### Tasks to complete
1. In the penthouse article, what is the name of the brutalist skyscraper that inspired Lee Broom?
2. Please pick up the penthouse article after its last sentence and keep writing it.

For the design of this Tribeca penthouse, London-born designer Lee Broom brings Manhattan’s industrial-urban setting indoors

By House & Garden South Africa | January 27, 2022 | Architecture

Text by Jessica Ross.

Something of a cliche in interior circles, the idea of ‘bringing the outside in’ is all about transplanting nature into the home to suitably verdant effect. But what do you do when your outside is Tribeca, Manhattan – an industrial forest of concrete behemoths, red-brick apartments snaked with steel fire stairs and lustrous skyscrapers? For celebrated industrial designer Lee Broom, ‘bringing the outside in’ meant embracing New York’s ubiquitous lines.

‘I was really inspired by the architecture around here,’ says the London-born designer from his cloud-like living room, a neutral space that’s bright, airy and distinctly clean-lined. ‘There is an incredible brutalist skyscraper, the Long Lines building, with no windows, no doors. It's almost apocalyptic looking, and people either love it or hate it.’ Lee fell firmly into the ‘love it’ camp, and brought the outside in using features from the minimalist monolith. ‘I took details from the building and brought them into the elements of the furniture in the living room,’ he explains. Take the fireplace and plinths, for example, which have deep grooves that mirror the building and the drops of curtain with undulating pleats. Even the Carousel suspension lamp is on theme.

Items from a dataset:
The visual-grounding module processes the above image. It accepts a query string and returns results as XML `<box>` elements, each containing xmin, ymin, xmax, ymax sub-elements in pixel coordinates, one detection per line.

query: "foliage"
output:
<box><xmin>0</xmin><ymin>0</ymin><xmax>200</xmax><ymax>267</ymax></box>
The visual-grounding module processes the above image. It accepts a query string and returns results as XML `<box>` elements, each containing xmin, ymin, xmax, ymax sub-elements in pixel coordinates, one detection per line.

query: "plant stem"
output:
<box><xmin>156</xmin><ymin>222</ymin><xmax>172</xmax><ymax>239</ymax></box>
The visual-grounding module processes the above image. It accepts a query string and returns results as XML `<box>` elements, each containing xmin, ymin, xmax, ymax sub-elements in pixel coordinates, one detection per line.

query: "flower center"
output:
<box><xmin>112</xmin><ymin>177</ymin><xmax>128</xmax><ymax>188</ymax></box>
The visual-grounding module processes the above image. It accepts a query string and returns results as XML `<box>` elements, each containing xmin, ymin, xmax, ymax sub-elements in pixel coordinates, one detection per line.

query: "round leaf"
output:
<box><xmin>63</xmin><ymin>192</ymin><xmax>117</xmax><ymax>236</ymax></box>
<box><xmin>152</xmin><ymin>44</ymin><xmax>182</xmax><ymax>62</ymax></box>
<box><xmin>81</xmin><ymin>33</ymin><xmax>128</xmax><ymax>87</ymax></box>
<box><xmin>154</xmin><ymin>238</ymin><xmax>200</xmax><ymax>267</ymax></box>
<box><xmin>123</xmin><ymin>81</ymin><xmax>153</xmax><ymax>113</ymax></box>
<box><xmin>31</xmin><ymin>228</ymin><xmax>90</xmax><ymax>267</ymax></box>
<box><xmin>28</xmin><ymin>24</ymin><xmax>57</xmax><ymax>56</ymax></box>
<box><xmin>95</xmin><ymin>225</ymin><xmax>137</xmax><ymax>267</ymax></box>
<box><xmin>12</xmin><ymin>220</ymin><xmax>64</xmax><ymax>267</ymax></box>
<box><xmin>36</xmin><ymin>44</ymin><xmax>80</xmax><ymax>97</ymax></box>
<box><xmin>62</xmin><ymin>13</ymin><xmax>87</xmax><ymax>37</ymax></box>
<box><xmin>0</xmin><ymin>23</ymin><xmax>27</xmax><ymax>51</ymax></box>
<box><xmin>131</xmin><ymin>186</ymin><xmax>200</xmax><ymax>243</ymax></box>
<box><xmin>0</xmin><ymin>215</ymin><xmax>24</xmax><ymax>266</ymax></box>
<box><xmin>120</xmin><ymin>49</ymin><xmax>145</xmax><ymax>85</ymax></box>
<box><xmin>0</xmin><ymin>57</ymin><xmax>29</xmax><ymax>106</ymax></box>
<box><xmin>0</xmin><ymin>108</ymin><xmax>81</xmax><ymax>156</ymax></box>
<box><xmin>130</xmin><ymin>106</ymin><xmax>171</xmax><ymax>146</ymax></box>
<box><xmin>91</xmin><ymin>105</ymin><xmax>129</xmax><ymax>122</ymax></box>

### Answers to the exercises
1. The Long Lines building.

2.
Picture: Lee’s spherical lighting pieces including Lens Flair pendant and Crescent table lamp offset the strong lines. Photo by Stephen Kent Johnson

‘I like that I was being influenced by the architecture, while working within the constraints of the room.’ Most of the pieces you’ll find in this apartment were designed by Lee in a new collection aptly dubbed ‘Penthouse’ (you can find the designer’s work locally at Crema Design). So, what came first, the chicken or the egg? ‘When I got the penthouse, it forced me to do a furniture connection. I’ve not really designed in that way before,’ says Lee. ‘When I'm designing pieces on their own, I'm focused on shape, silhouette, materials and just ideas. In this case, it’s very site specific. The sofa needed to have a certain footprint and sit in a certain configuration. The materials needed to reflect the surroundings.’

Picture: Lee’s first sofa in 10 years, the outsize White Street Sofa is upholsteered in a tactile Ivory Bouclé. The Tribeca coffee table is cantilevered to add to the sense of floating in the space. Photo by Stephen Kent Johnson

Offsetting the strong lines are Lee's signature spheres, predominantly in the lighting fixtures. This is the brightest zone in the home - and if anyone knows how to work with light, it’s Lee, whose bold concepts have put him on the map as one of the world’s foremost lighting designers. Here, he accentuated the natural light using a white and ivory palette differentiated by textures such as ash wood, beige travertine and very soft bouclé that you can’t resist brushing with your fingertips as you walk past. Owing to this and also the custom furniture that – beliing their size – seem to float off the ground, there’s a palpable sense of weightlessness in the living room.

Yet despite all this restraint, the home’s still injected with a serious dose of drama, an attribute that the designer credits to his past life in the theatre and fashion. ‘I see my work as a kind of performance, so if I'm creating a hanging Hoop chair, it demands attention when you walk into the room, everybody wants to sit in it.’ Notably, Beyonce and daughter Blue Ivy swung in this very chair in her visual album Black is King.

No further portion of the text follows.